Problem details: Starting at the line below that contains "For every instance of the wildflower", print each line through the end of the records exactly as it appears.

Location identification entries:
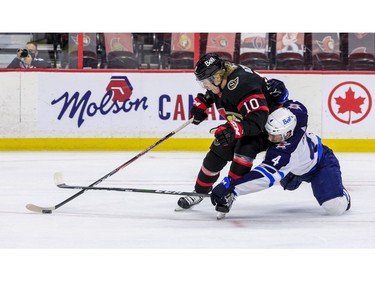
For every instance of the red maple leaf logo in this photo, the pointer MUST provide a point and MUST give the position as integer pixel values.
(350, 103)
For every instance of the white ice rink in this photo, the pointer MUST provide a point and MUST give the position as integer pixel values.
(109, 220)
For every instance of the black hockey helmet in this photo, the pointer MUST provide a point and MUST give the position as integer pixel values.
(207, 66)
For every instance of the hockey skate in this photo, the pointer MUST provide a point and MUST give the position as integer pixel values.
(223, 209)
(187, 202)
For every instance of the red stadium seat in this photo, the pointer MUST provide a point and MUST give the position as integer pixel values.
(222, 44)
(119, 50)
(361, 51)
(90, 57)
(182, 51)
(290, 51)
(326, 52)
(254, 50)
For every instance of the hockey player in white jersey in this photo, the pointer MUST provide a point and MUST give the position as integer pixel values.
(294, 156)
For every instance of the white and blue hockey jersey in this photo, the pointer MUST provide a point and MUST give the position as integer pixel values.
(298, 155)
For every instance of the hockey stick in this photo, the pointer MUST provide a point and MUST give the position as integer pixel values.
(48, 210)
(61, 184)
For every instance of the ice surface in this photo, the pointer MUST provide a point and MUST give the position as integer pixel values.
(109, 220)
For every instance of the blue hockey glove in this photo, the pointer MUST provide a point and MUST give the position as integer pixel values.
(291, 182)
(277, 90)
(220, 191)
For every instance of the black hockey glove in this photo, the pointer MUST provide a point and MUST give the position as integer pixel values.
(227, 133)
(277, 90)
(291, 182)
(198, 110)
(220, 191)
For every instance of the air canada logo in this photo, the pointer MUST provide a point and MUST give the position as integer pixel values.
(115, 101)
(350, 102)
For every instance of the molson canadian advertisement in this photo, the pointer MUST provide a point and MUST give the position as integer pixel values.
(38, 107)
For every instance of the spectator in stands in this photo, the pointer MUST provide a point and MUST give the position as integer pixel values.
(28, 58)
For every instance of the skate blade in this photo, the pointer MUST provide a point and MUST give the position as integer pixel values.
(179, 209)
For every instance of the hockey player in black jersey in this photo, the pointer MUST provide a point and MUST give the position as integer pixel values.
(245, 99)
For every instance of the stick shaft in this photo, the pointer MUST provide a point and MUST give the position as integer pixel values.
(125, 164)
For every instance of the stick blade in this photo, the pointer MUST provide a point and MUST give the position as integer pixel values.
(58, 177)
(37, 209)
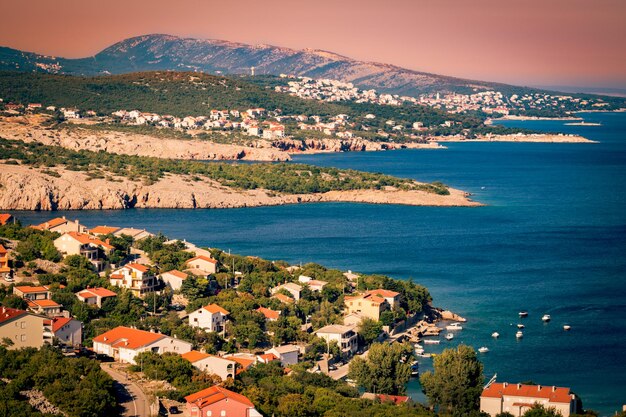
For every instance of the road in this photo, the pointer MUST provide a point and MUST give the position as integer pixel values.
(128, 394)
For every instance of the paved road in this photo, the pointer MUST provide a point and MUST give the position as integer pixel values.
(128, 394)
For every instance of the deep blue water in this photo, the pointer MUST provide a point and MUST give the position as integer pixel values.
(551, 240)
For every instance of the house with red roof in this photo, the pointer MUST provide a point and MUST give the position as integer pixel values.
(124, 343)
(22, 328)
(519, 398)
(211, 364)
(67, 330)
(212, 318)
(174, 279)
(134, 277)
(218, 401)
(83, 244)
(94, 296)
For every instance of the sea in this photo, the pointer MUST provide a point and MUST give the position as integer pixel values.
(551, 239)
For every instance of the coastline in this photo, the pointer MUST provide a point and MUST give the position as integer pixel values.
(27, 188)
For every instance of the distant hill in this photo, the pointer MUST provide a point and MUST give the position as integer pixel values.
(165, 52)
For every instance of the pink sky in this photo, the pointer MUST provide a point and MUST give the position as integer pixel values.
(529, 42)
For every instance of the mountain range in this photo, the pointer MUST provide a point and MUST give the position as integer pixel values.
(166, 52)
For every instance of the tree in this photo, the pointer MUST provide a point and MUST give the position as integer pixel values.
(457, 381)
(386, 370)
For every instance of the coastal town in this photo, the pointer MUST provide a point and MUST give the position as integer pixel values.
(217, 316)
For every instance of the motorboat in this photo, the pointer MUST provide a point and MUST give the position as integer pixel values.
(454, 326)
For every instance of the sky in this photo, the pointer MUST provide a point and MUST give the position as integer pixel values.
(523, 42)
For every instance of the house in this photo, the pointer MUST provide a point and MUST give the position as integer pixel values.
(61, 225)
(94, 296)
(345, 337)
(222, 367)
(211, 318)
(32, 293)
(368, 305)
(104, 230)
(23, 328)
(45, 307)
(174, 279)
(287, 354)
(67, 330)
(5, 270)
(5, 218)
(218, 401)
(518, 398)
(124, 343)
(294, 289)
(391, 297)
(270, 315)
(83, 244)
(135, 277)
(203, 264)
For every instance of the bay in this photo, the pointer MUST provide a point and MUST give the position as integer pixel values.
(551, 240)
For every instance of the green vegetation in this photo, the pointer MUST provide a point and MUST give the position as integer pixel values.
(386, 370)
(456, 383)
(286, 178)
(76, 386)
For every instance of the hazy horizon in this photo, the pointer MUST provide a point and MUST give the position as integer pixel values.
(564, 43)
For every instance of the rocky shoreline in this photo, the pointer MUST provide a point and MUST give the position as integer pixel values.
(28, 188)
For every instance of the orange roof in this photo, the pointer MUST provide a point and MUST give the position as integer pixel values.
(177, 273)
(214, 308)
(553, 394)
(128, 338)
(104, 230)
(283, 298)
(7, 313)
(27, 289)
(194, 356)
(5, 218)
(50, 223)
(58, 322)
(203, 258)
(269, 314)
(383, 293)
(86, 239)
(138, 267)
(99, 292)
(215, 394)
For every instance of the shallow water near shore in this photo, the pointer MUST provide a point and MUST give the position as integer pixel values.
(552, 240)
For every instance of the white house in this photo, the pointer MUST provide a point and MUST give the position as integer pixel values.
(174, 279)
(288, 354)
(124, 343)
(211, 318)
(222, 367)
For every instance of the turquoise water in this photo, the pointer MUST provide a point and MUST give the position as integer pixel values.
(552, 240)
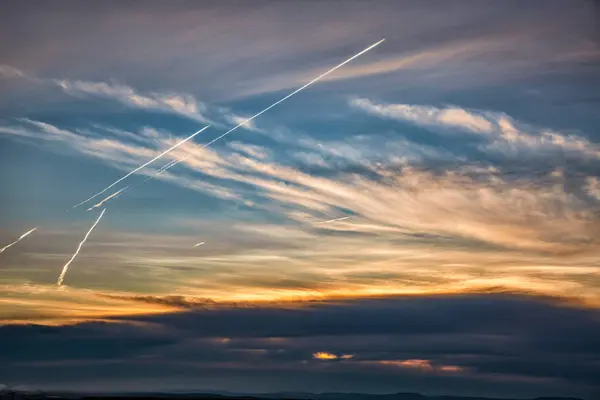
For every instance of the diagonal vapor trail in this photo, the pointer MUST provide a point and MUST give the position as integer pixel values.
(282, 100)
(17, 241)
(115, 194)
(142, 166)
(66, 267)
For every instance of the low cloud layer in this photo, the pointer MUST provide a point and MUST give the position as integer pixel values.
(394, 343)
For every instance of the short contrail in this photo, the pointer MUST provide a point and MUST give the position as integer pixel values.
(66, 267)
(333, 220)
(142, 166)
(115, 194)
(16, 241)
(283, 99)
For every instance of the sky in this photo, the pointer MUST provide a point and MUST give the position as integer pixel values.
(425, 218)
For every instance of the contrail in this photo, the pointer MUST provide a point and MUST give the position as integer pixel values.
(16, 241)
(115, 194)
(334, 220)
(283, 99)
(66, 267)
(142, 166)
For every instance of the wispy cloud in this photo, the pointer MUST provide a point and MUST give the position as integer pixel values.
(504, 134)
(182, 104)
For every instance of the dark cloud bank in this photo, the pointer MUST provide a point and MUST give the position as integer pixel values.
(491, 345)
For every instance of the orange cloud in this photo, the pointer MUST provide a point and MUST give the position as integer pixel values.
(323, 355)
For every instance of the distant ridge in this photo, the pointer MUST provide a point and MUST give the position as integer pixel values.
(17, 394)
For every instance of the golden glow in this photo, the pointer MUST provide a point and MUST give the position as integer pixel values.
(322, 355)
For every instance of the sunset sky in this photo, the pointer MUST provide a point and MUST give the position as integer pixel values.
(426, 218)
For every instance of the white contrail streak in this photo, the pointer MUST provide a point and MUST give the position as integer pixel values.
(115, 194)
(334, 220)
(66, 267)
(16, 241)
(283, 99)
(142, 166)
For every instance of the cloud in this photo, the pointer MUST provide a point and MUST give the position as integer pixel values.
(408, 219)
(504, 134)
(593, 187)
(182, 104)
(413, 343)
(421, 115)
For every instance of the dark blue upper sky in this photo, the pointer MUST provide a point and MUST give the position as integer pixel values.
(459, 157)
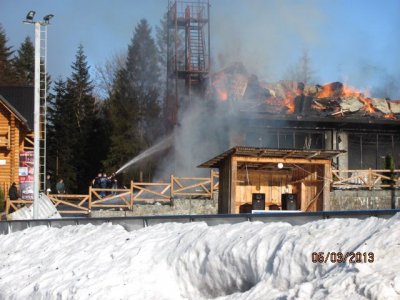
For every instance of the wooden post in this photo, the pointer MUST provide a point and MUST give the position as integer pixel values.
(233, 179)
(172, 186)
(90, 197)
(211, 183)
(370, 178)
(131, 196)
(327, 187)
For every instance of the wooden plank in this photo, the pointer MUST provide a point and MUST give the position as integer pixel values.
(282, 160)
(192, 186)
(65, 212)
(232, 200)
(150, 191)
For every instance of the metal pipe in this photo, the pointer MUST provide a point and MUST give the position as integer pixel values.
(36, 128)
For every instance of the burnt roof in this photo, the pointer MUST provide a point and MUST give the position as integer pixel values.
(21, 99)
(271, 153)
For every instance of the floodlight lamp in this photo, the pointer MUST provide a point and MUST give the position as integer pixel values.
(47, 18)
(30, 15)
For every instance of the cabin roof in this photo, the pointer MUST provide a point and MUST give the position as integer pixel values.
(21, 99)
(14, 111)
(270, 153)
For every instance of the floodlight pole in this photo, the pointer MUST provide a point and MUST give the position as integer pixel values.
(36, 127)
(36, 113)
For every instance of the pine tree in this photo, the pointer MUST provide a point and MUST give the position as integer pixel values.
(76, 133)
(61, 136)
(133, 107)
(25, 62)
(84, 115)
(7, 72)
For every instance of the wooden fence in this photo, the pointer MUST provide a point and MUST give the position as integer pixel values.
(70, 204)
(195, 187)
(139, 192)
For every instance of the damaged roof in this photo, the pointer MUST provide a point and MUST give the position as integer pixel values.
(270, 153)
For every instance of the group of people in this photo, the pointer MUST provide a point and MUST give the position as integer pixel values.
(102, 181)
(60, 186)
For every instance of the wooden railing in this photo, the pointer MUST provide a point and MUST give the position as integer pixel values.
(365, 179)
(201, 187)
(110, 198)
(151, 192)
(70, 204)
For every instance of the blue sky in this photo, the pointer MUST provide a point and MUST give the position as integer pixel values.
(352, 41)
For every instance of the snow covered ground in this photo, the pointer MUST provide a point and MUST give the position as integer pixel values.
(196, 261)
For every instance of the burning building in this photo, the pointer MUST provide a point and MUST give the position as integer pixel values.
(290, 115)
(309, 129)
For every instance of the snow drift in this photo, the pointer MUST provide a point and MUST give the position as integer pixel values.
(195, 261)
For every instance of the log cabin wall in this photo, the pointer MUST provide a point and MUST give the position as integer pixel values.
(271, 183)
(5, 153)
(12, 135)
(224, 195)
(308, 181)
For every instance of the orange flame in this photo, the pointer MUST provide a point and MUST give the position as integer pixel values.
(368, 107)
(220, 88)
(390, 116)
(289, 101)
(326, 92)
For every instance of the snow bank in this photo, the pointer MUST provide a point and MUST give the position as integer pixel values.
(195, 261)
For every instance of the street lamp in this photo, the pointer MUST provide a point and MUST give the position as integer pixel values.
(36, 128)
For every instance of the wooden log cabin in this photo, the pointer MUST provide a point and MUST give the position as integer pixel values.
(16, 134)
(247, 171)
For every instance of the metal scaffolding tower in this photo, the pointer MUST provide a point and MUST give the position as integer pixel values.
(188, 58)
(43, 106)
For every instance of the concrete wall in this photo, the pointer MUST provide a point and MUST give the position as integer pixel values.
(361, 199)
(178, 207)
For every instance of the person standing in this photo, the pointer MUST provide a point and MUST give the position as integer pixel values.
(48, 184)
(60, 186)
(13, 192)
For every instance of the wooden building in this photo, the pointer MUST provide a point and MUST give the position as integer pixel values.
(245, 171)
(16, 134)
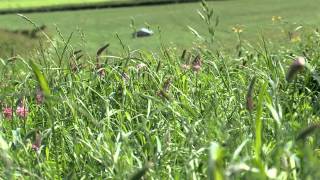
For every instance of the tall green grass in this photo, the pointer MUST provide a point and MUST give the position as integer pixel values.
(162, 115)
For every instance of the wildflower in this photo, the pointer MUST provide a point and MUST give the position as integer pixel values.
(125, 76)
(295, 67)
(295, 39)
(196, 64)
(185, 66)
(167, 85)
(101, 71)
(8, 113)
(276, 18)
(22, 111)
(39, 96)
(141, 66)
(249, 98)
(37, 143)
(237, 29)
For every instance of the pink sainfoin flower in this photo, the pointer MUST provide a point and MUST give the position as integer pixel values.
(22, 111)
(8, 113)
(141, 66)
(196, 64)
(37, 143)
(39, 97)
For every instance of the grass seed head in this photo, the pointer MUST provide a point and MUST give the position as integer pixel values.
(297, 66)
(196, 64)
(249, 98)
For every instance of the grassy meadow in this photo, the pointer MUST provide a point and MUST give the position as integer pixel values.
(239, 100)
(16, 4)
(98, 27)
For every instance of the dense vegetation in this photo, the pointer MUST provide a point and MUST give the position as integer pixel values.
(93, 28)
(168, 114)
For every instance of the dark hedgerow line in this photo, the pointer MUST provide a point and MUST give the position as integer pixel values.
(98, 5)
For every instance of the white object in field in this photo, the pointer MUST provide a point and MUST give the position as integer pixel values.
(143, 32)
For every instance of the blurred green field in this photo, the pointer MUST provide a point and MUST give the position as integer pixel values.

Output below:
For every instance of the wildflower in this photo, the pointer MUST provide a point and MUST give the position as integer pixel values.
(125, 76)
(295, 67)
(295, 39)
(196, 64)
(185, 66)
(167, 85)
(101, 71)
(8, 113)
(276, 18)
(22, 111)
(39, 96)
(141, 66)
(249, 98)
(37, 143)
(237, 29)
For every instance of the pink sainfoin flower in this photo, the pointer MUST provide a point and MUST give the position as integer pixel values.
(22, 111)
(8, 113)
(141, 66)
(196, 64)
(37, 143)
(39, 97)
For every instance of the grass seed head in this photo, the pointer MUST provide a point and MUST give the position as integer pixel values.
(297, 66)
(196, 64)
(249, 98)
For every instance of the grassy meadow in this photo, the pointer MUST provide a point and MUST give the position as integer pixel values.
(239, 100)
(16, 4)
(98, 27)
For every instance of the dense vegetation in this photo, the pointer MUST provide a point and MUST give the position as integer pixel values.
(93, 28)
(168, 114)
For every instance of the dark hedgerow line in this photo, the pointer MUST provide a point and MUST give the position as integer pixel values.
(98, 5)
For every instance of the white object in field in this photo, the pointer MUST provide a point and MUST give the position as integer pixel values.
(143, 32)
For every instance of the blurred green field in this photo, the pointer MUST provide a point and MUST give the position as integer pixel values.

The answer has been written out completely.